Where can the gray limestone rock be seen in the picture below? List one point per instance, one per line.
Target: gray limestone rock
--
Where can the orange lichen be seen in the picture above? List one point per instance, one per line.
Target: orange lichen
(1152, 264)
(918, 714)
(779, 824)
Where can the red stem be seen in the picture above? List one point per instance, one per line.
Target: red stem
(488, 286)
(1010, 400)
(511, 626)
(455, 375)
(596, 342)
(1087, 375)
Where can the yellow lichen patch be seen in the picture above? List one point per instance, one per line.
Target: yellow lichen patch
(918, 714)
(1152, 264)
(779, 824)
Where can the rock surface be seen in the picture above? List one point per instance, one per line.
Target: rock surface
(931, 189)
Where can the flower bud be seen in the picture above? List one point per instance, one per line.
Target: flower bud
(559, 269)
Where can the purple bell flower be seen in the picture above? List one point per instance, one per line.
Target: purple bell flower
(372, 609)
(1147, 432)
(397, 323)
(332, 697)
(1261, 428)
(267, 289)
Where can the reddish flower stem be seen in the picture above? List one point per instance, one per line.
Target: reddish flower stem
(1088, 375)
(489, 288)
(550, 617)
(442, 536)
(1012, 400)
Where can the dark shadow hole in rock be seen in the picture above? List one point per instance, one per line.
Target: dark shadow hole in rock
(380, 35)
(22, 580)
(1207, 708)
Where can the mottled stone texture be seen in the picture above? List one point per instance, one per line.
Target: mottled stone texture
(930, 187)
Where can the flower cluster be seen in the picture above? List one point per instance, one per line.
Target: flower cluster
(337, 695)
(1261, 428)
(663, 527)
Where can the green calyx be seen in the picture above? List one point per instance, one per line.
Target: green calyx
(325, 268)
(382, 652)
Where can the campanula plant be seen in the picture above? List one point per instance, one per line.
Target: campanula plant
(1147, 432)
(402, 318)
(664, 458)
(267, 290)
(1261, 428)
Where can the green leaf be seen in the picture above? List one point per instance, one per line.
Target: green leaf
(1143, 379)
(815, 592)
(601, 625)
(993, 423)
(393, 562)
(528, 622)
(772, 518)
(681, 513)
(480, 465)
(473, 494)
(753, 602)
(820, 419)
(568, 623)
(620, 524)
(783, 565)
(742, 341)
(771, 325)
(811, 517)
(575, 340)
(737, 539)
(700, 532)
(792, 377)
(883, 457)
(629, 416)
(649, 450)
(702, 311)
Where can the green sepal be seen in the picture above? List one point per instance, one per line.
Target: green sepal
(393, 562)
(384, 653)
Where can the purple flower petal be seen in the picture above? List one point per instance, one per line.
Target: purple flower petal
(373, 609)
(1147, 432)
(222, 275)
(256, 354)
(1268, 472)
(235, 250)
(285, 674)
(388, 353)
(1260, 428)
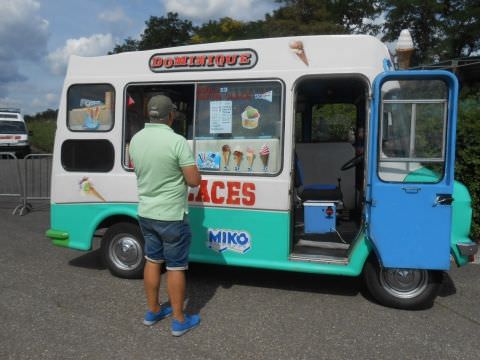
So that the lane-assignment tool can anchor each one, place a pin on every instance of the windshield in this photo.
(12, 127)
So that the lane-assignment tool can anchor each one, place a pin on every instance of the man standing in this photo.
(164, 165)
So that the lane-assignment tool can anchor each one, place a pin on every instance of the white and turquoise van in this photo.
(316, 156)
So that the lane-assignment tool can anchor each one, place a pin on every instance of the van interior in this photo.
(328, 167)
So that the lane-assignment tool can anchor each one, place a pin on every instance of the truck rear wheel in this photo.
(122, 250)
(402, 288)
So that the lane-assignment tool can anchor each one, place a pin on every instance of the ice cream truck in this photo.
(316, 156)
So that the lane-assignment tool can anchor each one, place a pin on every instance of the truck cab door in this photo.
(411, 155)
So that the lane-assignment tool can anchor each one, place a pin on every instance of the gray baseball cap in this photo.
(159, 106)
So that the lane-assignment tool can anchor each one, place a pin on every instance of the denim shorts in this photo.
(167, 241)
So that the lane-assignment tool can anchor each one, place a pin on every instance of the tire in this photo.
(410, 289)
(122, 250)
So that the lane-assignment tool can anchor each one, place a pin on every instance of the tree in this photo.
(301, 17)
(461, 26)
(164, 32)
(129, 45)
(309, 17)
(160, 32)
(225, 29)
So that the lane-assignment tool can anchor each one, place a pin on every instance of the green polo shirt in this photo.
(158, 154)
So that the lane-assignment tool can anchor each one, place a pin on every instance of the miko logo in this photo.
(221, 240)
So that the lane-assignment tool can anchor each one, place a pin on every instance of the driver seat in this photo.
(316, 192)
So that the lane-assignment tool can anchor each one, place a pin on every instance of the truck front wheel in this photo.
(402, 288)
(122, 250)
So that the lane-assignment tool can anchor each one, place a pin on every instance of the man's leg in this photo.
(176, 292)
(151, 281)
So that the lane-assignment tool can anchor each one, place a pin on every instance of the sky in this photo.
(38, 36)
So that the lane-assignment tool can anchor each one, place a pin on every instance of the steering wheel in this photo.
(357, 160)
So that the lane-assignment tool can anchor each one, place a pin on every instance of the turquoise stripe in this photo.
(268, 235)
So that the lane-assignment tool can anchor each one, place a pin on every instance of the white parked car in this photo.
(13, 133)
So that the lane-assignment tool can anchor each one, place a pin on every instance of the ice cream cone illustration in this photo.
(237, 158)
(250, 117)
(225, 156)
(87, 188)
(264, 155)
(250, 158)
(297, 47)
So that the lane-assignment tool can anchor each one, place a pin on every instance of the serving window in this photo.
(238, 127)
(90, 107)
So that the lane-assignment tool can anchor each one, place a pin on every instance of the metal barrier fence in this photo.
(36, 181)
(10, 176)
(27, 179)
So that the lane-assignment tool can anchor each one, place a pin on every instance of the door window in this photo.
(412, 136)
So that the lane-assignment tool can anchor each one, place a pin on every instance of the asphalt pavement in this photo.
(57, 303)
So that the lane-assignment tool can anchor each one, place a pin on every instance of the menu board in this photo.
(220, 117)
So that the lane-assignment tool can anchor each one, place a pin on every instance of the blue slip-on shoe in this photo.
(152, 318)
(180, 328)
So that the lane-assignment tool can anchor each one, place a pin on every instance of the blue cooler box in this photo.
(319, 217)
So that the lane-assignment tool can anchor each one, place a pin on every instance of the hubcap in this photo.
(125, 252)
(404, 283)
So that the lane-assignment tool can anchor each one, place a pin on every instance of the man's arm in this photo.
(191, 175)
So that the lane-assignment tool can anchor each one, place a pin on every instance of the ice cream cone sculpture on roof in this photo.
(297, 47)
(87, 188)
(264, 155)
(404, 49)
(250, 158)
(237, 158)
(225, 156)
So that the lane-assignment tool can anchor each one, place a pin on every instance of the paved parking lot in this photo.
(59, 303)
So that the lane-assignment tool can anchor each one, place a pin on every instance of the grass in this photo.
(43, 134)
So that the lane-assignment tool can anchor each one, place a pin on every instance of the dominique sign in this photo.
...
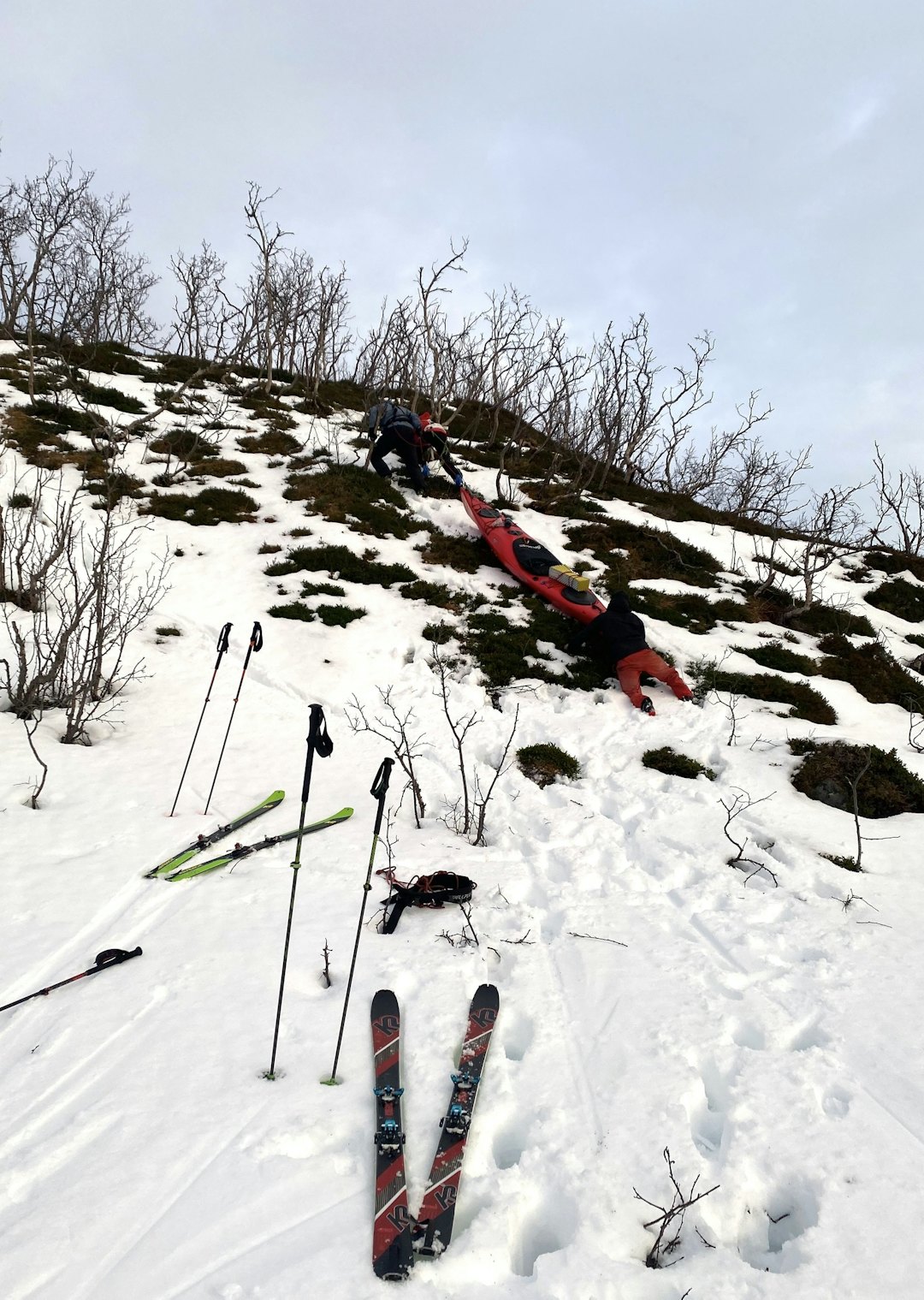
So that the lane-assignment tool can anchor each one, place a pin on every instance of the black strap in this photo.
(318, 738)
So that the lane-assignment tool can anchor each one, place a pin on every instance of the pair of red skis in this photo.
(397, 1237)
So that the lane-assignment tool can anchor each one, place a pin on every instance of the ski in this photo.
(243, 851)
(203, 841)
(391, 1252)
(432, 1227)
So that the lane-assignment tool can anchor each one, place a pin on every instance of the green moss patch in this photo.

» **What you should do**: Rescale the lines starting at the one containing "skis in this photo." and stopping after the one containing "(432, 1227)". Repeat every line in that range, requests included, but multiply each coordinate in the answers by 0.6 and round it to a whole number, with halves rounding up.

» **Reply to the task**:
So that the lane-assignment tool can anchor each one, place a pin on every instance of the pair of red skis in this photo.
(238, 742)
So that the lane-assignment tool can anchor each one, place a pin on every instance of the ski in this photo.
(146, 511)
(122, 505)
(235, 751)
(259, 736)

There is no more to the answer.